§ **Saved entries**
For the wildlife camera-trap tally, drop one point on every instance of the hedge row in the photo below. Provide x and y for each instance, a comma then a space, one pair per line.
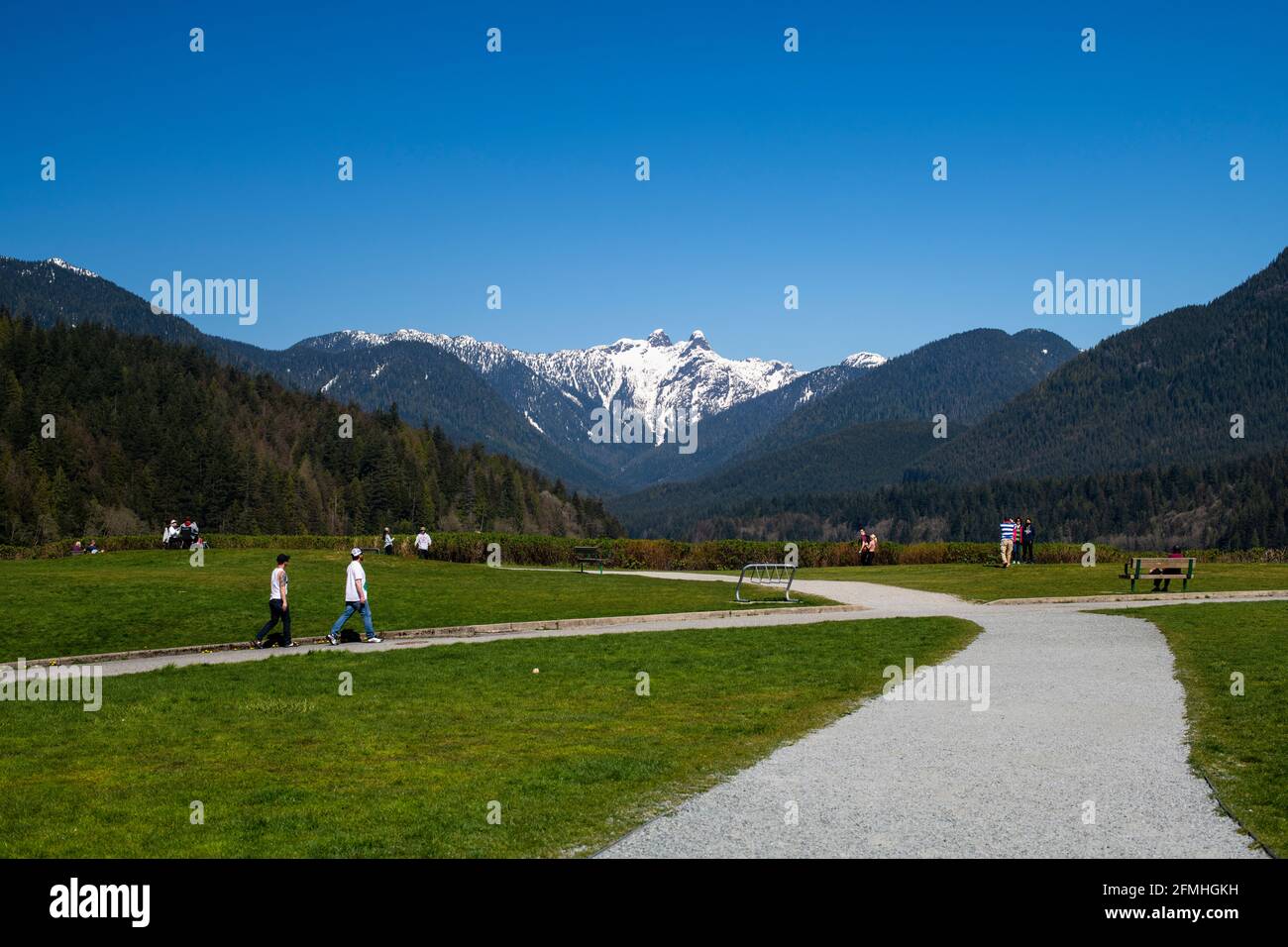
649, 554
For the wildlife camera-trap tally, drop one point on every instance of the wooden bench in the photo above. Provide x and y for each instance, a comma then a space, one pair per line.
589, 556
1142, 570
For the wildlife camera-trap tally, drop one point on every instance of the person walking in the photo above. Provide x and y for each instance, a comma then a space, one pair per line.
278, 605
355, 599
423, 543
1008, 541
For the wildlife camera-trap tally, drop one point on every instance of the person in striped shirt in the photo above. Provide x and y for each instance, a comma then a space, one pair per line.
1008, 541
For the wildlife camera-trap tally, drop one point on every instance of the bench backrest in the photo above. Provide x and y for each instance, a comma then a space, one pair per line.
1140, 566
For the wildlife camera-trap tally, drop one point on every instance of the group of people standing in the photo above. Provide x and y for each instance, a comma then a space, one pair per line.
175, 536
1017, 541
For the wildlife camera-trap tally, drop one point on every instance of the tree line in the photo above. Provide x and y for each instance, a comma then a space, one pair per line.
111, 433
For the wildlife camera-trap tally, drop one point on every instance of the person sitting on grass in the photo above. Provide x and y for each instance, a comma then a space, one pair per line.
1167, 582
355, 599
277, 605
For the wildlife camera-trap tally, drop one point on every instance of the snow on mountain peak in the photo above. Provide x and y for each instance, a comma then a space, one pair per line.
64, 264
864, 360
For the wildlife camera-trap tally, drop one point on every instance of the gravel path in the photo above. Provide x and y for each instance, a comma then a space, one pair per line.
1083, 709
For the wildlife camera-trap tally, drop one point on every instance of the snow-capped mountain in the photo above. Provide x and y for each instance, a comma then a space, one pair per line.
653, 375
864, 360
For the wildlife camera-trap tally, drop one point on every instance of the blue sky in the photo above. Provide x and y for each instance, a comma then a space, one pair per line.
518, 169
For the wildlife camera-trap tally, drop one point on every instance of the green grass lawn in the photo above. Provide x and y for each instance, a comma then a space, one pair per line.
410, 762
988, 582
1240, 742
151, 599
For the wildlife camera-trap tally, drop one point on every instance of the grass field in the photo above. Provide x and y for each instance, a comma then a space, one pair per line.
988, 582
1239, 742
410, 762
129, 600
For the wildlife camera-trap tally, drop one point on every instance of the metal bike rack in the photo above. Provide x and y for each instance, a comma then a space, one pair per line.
==
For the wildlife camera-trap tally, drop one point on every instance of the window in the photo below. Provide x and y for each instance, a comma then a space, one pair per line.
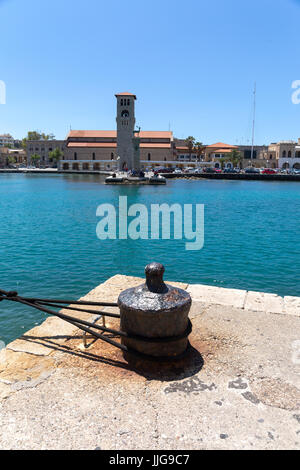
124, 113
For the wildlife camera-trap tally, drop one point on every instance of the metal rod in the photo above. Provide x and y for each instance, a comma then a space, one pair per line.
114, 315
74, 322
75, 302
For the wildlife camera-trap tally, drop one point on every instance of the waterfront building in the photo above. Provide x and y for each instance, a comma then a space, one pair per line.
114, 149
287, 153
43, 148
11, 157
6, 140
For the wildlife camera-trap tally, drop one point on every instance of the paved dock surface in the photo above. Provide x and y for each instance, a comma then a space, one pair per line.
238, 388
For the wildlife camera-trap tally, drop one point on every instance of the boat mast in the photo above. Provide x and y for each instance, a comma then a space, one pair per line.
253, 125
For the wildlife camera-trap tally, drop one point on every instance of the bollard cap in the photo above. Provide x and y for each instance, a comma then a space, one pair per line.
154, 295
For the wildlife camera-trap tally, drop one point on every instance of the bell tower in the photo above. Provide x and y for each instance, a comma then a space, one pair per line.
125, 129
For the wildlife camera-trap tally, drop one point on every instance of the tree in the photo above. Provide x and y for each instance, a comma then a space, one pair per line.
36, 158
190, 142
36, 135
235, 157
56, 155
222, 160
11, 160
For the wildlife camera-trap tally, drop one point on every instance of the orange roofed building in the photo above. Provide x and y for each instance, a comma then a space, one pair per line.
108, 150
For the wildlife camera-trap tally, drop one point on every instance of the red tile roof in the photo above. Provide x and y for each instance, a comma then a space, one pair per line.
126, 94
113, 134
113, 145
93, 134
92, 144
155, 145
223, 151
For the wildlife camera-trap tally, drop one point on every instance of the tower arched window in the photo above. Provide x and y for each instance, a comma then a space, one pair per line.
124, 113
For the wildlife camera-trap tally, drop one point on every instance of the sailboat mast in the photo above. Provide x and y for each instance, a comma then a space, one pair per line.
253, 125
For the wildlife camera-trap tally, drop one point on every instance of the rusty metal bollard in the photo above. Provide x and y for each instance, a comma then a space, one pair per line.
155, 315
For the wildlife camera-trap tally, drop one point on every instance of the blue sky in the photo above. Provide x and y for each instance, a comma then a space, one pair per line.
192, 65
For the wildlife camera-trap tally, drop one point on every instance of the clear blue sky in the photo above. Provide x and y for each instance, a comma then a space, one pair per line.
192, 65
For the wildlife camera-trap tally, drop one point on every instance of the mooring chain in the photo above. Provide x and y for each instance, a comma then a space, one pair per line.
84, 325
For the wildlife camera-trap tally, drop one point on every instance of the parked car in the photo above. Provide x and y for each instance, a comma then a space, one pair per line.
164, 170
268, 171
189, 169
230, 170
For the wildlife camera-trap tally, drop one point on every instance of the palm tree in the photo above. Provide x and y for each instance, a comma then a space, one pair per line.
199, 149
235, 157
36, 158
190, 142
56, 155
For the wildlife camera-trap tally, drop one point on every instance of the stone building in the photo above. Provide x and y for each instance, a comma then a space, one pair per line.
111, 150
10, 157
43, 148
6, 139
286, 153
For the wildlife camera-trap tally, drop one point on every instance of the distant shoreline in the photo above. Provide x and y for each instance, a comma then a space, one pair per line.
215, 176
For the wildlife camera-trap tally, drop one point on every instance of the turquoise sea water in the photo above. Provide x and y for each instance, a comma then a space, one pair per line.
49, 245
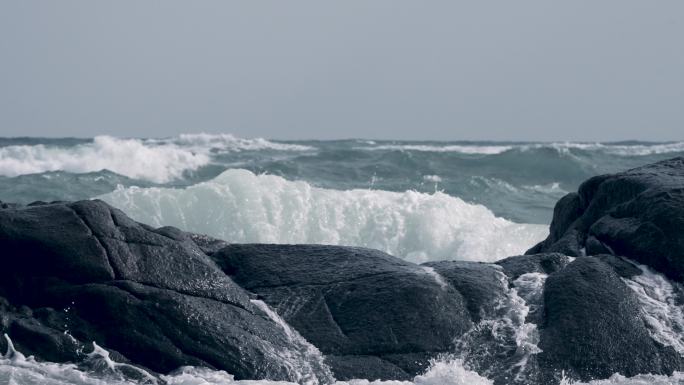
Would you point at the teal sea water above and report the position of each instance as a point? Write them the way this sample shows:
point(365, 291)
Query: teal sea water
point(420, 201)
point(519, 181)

§ **What this task involves**
Give back exactly the lines above that run from the one with "of the turquoise" to the one with "Would you point", including both, with the pictures left out.

§ **Written response**
For the wildlife camera-trap tally, drop one point on every instance of the turquoise sea water in the photo above. Provide x and y for each instance, a comma then a space, one pair per line.
49, 245
Would you point at the teal sea water above and report the position of each instance as a point? Write them the way this sample shows:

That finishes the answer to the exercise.